◆ Objective
Could you reproduce all of the records below line for line, leaving the pictures out of your answer?

-------- Information supplied --------

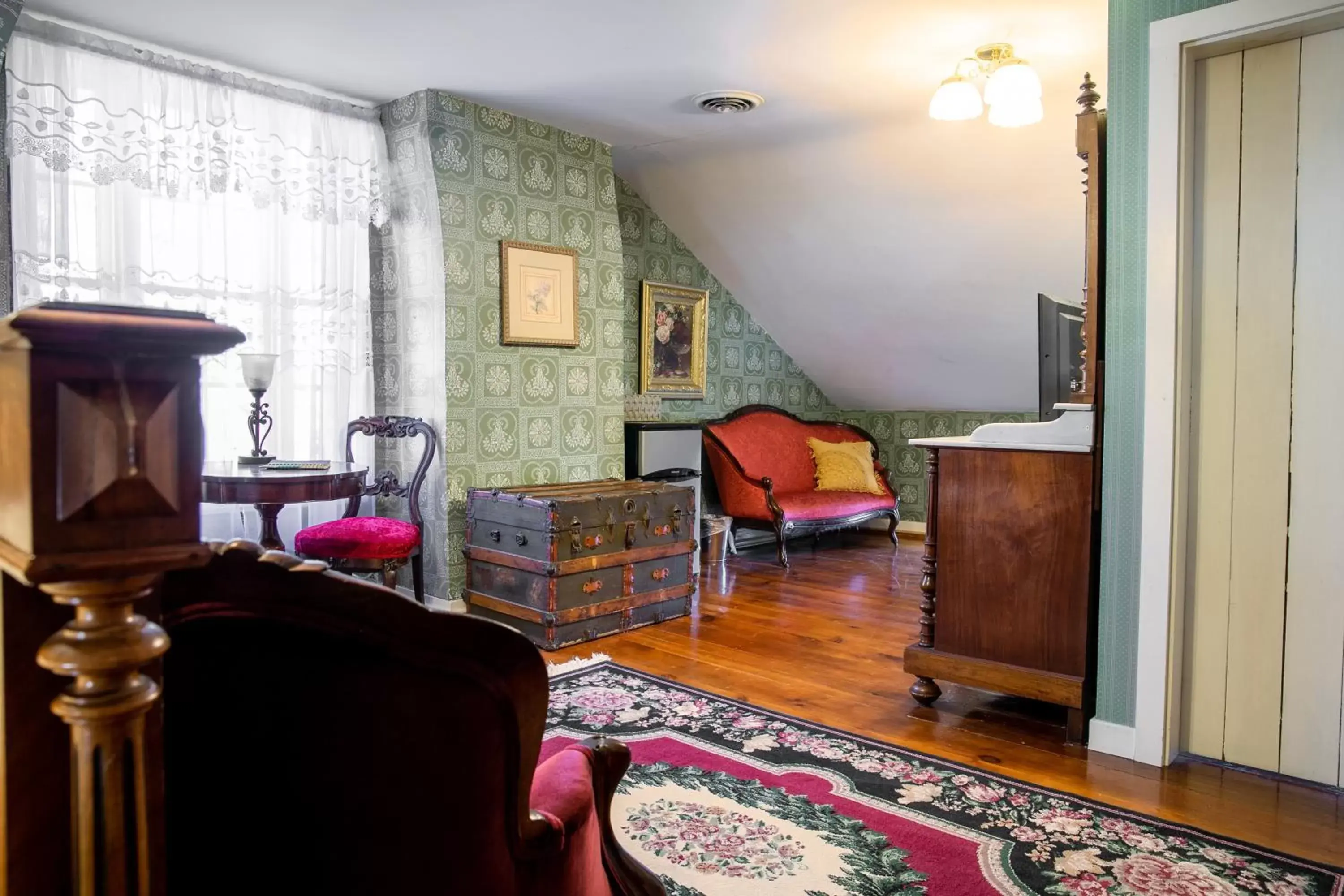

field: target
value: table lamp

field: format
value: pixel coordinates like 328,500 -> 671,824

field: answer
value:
238,352 -> 277,463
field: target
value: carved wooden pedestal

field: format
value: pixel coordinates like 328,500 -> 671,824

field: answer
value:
38,575 -> 168,896
0,304 -> 242,896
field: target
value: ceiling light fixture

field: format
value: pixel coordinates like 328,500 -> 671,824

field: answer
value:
929,43 -> 1044,128
692,90 -> 765,114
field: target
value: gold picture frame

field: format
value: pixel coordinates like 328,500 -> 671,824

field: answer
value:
640,281 -> 710,399
500,239 -> 579,348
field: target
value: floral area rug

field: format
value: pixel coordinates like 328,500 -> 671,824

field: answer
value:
543,662 -> 1344,896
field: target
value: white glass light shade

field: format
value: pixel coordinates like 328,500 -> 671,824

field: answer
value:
929,75 -> 985,121
985,59 -> 1040,108
989,97 -> 1046,128
238,352 -> 280,392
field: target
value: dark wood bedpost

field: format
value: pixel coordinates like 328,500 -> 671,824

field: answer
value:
910,448 -> 942,706
0,302 -> 243,896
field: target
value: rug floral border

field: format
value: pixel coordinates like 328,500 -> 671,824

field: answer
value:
547,662 -> 1344,896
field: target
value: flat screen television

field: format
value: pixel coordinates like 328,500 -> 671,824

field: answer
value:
1036,293 -> 1083,421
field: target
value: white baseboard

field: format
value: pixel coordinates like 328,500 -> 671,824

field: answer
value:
1087,719 -> 1134,759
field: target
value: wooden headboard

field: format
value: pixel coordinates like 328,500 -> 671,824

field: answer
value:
1073,73 -> 1106,405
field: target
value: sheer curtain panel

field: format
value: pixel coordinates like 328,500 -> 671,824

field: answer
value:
5,28 -> 387,543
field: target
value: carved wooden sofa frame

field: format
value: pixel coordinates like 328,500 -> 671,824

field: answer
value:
702,405 -> 900,568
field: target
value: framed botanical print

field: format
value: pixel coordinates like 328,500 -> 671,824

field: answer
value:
500,241 -> 579,348
640,281 -> 710,399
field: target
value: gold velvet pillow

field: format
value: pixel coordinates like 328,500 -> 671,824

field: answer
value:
808,439 -> 886,494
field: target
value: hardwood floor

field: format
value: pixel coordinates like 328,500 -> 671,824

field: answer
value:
547,533 -> 1344,865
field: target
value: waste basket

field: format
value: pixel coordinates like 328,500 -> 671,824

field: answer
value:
702,516 -> 732,563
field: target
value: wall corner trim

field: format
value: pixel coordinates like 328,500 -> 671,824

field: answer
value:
1087,719 -> 1134,759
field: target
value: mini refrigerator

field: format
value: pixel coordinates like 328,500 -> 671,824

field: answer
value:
625,422 -> 703,572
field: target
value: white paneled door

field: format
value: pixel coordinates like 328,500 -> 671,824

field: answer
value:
1181,30 -> 1344,784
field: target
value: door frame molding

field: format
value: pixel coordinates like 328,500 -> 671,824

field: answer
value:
1132,0 -> 1344,766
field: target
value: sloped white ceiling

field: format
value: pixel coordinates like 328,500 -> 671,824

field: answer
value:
27,0 -> 1106,410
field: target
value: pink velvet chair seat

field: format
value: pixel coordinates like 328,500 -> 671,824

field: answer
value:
294,516 -> 419,560
519,744 -> 613,896
774,485 -> 896,520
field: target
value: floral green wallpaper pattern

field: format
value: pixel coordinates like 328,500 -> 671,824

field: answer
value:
426,91 -> 625,596
1097,0 -> 1226,725
613,177 -> 1036,522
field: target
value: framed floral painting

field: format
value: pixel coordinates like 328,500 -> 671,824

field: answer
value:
500,241 -> 579,348
640,281 -> 710,399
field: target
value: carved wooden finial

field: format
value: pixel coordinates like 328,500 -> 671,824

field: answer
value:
1078,71 -> 1101,114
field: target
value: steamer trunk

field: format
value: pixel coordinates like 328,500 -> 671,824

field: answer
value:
465,479 -> 696,650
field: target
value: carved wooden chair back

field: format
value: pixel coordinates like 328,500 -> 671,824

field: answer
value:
294,415 -> 438,602
345,415 -> 438,533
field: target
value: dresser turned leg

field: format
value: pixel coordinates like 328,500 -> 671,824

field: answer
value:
910,676 -> 942,706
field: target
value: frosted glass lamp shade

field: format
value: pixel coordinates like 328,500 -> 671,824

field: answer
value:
985,59 -> 1040,108
929,75 -> 985,121
238,352 -> 278,392
989,97 -> 1046,128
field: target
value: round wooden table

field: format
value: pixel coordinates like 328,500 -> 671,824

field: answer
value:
200,461 -> 368,551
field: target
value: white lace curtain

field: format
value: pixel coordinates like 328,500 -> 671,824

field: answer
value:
5,23 -> 387,548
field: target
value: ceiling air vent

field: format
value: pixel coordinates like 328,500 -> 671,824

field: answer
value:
695,90 -> 765,114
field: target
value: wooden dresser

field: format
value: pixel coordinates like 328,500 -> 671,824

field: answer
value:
905,438 -> 1098,740
905,78 -> 1105,741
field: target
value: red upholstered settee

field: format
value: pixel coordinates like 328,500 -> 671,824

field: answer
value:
704,405 -> 900,568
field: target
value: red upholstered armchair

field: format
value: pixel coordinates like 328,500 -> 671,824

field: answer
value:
294,415 -> 438,603
149,541 -> 664,896
704,405 -> 900,568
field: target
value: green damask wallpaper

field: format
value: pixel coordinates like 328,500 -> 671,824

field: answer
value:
613,177 -> 1035,522
1097,0 -> 1226,725
427,91 -> 625,596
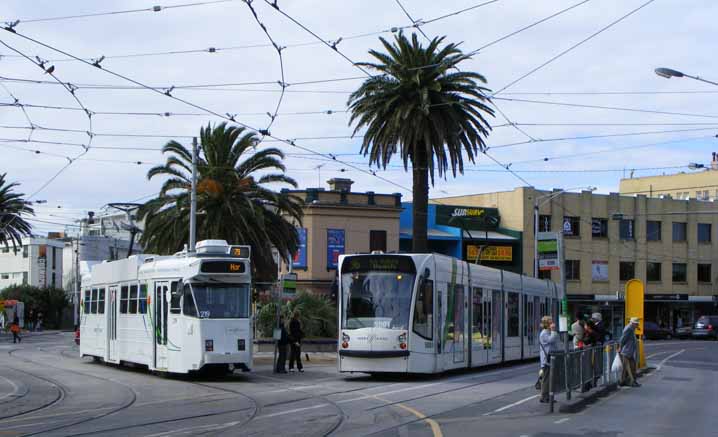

--------

◆ Solution to this problem
field: target
value: table lamp

field: format
value: pixel coordinates like 328,500 -> 671,824

field: answer
value:
238,352 -> 277,463
field: target
value: carved wooden pedestal

field: format
value: pixel coordinates like 328,500 -> 671,824

field: answer
value:
38,575 -> 168,896
0,304 -> 242,896
field: target
value: ceiling light fixture

field: format
value: pixel coordinates like 328,500 -> 671,824

field: answer
value:
929,43 -> 1044,128
692,90 -> 765,114
field: target
value: gold picture frame

field: format
value: pixel coordinates like 328,500 -> 671,824

field: answer
value:
640,281 -> 710,399
500,239 -> 579,348
field: target
value: floral area rug

field: format
value: pixel coordinates like 328,500 -> 671,824

field: answer
value:
543,662 -> 1344,896
field: target
value: white glass light shade

field: format
value: pixel coordinates like 328,500 -> 671,824

field: answer
value:
929,75 -> 985,121
985,59 -> 1040,108
989,97 -> 1046,128
238,352 -> 280,392
field: target
value: dark wood bedpost

field: format
value: pixel coordinates like 328,500 -> 671,824

field: answer
value:
910,448 -> 942,706
0,302 -> 243,896
field: target
value: rug floral border

field: format
value: pixel coordinates like 328,500 -> 671,824

field: answer
value:
547,662 -> 1344,896
field: target
value: flat screen television

field: format
value: pixel coordinates like 328,500 -> 671,824

field: answer
value:
1036,293 -> 1083,421
field: target
value: white baseboard

field: format
value: pixel coordinates like 328,500 -> 671,824

field: answer
value:
1087,719 -> 1134,759
field: target
value: wooden headboard

field: format
value: pixel coordinates like 328,500 -> 671,824

field: answer
value:
1073,73 -> 1106,405
field: target
value: sheer curtain panel

field: format
value: pixel coordinates like 328,500 -> 671,824

field: answer
value:
5,28 -> 387,543
field: target
value: carved wooden sofa frame

field: format
value: pixel coordinates like 328,500 -> 671,824

field: answer
value:
702,405 -> 900,568
field: target
value: framed botanical print

field: format
value: pixel coordinates like 328,500 -> 671,824

field: answer
value:
500,241 -> 579,348
640,281 -> 710,399
field: target
value: gold velvet pillow

field: format
value: pixel coordinates like 328,500 -> 671,824

field: answer
value:
808,439 -> 886,494
field: target
value: hardwood floor

field: format
value: pixel coordinates like 328,500 -> 671,824

field: answer
value:
547,533 -> 1344,865
field: target
value: waste basket

field: format
value: pixel coordinates like 328,500 -> 671,824

field: answer
value:
702,516 -> 732,563
field: target
value: wall corner trim

field: format
value: pixel coordinates like 328,500 -> 671,824

field: answer
value:
1087,719 -> 1134,759
field: target
value: mini refrigerator

field: format
value: pixel coordinates like 328,500 -> 671,824

field: answer
value:
625,422 -> 703,572
field: target
value: white paneled door

field: format
value: pixel coordinates like 328,500 -> 671,824

field: answer
value:
1181,30 -> 1344,784
field: target
value: door frame molding

field: format
value: pixel coordinates like 328,500 -> 671,824

field: answer
value:
1132,0 -> 1344,766
field: target
value: sloped white ceiling

field: format
value: pixel coordinates like 328,500 -> 671,824

field: answer
value:
27,0 -> 1106,410
field: target
value: pink velvet chair seat

field: format
value: pixel coordinates like 328,500 -> 671,824

field: answer
value:
294,516 -> 419,560
519,744 -> 613,896
774,485 -> 896,520
field: target
value: floral green wallpaper pattern

field: format
value: pixel coordinates like 328,500 -> 671,824

field: answer
value:
426,91 -> 625,596
1097,0 -> 1226,725
613,177 -> 1036,522
field: target
value: framed floral painting

field: format
value: pixel coordinates like 328,500 -> 671,824

field: answer
value:
500,241 -> 579,348
640,281 -> 710,399
field: target
value: carved wooden finial

field: format
value: pixel coordinates like 328,500 -> 671,824

field: answer
value:
1078,71 -> 1101,114
field: target
value: steamer trunk

field: format
value: pixel coordinates like 328,500 -> 671,824

field: answer
value:
465,479 -> 696,650
field: target
value: carved wooden chair back

field: format
value: pixel coordinates like 328,500 -> 671,824

field: answer
value:
294,415 -> 438,602
345,415 -> 438,533
field: target
value: dresser turned leg

field: format
value: pixel coordinates like 328,500 -> 671,824

field: answer
value:
910,676 -> 942,706
field: target
value: frosted glass lamp shade

field: format
value: pixel coordinates like 328,500 -> 671,824

field: answer
value:
985,59 -> 1040,108
929,75 -> 985,121
238,352 -> 278,392
989,97 -> 1046,128
field: target
value: round wooden table

field: format
value: pixel coordinates like 328,500 -> 671,824

field: answer
value:
200,461 -> 368,551
field: target
value: white lace curtain

field: format
value: pixel coordinates like 328,500 -> 671,824

field: answer
value:
5,23 -> 387,548
field: target
value: ceiling air vent

field: format
value: pixel coordinates like 328,500 -> 671,824

field: answer
value:
695,90 -> 765,114
field: target
value: wooden dresser

field: format
value: pixel coordinates like 328,500 -> 671,824

field: answer
value:
905,438 -> 1098,740
905,78 -> 1105,741
field: target
value: red upholstered settee

field: format
value: pixel coordinates like 328,500 -> 671,824

field: answer
value:
704,405 -> 900,568
field: target
value: red upholstered armchair

field: format
value: pixel coordinates like 328,500 -> 671,824

field: answer
value:
294,415 -> 438,603
149,541 -> 664,896
704,405 -> 900,568
field: target
value: green damask wallpaper

field: format
value: pixel coordinates like 328,500 -> 671,824

field: answer
value:
613,177 -> 1035,522
1097,0 -> 1226,725
427,91 -> 625,596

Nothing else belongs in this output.